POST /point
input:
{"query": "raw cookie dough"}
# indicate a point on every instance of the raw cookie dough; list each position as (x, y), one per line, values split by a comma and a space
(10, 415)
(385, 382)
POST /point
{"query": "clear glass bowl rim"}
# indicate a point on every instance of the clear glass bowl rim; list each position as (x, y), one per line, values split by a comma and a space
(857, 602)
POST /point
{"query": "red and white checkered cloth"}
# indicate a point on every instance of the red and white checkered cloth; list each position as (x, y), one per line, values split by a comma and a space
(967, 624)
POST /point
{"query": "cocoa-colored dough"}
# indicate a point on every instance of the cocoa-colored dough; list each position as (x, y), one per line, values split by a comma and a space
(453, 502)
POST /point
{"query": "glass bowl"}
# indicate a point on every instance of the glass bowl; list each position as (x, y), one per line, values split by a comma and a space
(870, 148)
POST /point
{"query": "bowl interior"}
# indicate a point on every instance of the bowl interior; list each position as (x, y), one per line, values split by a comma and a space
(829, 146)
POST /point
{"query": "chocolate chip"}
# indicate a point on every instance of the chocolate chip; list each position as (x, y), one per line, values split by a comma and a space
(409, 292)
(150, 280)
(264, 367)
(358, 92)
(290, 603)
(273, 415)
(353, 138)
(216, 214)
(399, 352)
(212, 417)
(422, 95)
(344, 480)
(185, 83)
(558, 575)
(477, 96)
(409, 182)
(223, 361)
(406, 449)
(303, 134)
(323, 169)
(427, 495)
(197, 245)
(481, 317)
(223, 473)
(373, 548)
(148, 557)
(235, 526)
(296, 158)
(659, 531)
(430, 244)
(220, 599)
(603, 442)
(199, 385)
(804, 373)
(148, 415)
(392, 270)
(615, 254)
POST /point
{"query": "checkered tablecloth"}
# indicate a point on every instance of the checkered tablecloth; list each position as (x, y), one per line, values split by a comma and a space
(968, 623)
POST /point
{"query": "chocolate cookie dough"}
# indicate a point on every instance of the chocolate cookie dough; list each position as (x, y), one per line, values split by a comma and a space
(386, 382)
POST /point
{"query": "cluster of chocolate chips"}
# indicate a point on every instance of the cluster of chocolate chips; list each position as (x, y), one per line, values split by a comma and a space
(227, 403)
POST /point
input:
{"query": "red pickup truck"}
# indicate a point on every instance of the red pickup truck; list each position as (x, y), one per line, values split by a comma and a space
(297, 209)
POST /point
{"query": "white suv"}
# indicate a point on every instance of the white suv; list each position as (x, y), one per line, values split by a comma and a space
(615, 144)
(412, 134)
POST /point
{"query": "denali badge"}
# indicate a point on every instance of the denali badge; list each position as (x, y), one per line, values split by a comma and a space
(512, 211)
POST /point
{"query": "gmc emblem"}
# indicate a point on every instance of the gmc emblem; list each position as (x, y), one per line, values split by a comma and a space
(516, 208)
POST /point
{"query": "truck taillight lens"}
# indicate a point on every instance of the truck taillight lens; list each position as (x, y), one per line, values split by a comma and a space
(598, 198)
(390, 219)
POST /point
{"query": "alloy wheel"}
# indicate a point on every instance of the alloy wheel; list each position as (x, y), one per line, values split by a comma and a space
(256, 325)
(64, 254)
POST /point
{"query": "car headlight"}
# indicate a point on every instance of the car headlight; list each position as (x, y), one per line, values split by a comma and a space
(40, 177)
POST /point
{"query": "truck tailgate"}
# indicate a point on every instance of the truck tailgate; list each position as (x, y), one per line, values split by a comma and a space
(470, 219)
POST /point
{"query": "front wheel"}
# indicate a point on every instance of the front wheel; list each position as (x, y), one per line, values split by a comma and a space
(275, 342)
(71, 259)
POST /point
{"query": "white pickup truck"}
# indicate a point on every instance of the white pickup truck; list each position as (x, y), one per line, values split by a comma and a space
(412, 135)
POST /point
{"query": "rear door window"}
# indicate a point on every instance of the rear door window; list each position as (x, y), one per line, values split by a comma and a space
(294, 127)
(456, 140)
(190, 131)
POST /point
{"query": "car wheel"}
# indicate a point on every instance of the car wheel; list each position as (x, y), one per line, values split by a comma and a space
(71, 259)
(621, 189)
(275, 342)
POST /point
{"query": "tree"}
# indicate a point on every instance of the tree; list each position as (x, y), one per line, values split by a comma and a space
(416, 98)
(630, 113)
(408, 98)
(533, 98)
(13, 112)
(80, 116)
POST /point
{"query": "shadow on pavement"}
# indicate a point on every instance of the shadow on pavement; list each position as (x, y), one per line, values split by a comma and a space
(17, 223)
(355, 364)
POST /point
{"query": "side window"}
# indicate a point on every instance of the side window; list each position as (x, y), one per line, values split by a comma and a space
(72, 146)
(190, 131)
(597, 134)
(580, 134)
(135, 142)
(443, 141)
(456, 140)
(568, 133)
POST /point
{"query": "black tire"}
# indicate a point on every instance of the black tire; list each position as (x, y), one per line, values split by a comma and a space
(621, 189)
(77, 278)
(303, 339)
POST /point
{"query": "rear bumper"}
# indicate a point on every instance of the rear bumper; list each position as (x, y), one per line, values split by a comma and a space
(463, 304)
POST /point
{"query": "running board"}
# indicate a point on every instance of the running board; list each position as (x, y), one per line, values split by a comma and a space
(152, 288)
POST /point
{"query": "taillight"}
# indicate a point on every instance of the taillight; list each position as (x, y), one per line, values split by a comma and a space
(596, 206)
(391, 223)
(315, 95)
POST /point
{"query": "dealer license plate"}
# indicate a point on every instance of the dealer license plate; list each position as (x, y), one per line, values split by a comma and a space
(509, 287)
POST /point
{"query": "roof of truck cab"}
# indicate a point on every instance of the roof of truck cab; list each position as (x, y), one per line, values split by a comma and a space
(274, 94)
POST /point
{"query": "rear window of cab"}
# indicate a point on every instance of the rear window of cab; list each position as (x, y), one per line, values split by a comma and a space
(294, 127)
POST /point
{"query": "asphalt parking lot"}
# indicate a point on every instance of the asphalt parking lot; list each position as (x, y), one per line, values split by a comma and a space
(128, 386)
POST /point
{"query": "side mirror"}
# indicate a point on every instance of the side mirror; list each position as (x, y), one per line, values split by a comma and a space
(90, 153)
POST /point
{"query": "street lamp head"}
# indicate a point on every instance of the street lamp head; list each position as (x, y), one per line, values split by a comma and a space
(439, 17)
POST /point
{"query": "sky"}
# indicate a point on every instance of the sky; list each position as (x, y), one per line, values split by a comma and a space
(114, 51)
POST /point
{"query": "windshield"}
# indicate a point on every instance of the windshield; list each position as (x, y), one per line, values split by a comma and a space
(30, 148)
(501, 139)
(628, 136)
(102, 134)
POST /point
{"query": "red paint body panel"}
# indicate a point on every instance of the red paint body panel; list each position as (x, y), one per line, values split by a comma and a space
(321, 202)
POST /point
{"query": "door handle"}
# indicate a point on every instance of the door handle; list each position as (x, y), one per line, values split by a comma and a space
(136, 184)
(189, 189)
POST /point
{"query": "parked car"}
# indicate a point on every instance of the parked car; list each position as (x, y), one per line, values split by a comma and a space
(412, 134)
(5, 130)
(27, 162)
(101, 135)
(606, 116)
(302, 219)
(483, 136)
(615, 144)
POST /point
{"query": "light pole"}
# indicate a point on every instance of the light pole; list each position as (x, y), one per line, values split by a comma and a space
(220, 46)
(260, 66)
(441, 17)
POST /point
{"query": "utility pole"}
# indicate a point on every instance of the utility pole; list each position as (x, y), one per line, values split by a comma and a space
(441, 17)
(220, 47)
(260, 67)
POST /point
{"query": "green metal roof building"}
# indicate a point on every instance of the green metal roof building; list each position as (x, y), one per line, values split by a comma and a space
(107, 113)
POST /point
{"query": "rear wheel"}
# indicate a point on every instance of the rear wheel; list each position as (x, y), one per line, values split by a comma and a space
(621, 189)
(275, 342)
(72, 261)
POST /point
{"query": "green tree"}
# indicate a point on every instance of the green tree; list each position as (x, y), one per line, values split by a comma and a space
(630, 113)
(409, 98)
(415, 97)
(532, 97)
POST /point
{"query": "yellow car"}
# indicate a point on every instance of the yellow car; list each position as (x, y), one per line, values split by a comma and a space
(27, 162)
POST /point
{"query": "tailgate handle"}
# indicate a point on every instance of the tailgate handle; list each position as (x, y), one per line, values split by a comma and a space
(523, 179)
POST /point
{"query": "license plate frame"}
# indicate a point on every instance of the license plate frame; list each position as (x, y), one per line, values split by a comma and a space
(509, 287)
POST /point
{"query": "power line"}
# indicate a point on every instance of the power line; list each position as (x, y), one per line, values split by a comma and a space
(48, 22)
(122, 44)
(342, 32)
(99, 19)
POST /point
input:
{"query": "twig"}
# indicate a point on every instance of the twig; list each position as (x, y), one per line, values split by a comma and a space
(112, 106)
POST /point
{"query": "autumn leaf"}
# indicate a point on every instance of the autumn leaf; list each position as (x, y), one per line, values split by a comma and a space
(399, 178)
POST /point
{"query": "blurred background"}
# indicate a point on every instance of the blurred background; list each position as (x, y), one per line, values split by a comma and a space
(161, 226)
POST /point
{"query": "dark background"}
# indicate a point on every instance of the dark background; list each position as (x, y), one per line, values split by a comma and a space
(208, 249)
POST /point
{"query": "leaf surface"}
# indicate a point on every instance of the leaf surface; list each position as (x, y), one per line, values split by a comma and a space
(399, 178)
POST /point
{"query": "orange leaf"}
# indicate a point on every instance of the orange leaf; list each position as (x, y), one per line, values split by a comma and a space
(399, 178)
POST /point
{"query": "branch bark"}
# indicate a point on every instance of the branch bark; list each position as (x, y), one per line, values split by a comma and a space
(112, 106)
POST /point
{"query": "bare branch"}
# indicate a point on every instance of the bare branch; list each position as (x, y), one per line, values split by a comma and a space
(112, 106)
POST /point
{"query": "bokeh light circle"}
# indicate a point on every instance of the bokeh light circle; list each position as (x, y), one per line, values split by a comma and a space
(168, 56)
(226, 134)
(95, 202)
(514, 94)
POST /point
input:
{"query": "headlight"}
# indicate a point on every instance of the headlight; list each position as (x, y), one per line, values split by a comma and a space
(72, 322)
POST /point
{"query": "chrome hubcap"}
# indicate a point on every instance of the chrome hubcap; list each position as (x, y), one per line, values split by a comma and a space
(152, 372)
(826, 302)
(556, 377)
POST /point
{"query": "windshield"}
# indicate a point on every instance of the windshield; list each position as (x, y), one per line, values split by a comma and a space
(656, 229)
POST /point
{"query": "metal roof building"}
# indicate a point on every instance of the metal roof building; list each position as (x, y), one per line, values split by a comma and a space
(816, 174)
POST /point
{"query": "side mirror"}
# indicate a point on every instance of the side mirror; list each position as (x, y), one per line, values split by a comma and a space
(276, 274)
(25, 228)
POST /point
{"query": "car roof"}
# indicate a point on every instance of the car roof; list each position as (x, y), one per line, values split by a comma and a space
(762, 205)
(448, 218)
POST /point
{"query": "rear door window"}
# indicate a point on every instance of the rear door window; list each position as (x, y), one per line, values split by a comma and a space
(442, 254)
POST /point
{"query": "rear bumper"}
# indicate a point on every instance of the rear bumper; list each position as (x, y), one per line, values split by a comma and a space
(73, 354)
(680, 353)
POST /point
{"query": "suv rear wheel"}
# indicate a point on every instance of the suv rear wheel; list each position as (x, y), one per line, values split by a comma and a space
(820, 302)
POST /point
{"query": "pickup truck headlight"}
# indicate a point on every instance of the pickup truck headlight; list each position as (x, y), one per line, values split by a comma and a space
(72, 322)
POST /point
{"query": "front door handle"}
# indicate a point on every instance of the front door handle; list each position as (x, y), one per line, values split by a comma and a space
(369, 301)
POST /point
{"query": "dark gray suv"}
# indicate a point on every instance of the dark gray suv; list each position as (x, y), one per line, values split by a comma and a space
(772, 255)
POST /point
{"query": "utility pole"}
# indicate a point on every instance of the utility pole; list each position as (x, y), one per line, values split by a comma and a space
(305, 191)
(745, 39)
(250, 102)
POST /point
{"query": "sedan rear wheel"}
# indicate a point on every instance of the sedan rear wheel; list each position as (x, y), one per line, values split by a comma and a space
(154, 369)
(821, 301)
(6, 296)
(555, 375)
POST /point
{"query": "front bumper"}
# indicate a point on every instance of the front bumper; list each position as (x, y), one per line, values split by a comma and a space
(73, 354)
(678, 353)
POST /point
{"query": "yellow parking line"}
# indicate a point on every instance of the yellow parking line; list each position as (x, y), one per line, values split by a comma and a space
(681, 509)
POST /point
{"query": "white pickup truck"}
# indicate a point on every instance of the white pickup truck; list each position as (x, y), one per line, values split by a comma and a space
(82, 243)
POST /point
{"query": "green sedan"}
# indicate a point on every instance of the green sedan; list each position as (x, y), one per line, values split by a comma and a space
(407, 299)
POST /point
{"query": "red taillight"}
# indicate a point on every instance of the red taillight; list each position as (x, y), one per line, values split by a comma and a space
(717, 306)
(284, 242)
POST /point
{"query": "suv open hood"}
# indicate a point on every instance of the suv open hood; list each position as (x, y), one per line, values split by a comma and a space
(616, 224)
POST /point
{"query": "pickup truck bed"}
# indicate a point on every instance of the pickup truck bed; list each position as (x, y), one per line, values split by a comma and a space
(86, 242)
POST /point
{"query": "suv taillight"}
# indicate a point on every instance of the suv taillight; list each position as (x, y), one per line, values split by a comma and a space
--------------------
= Given exercise =
Report every line in the rows that contains the string "body", copying each such line in full. Matching is case-sensitive.

= Written answer =
{"query": "red paint body panel"}
# indicate a point on every instance of the red paint body panel; list each position as (x, y), one per line, values split by a comma and a space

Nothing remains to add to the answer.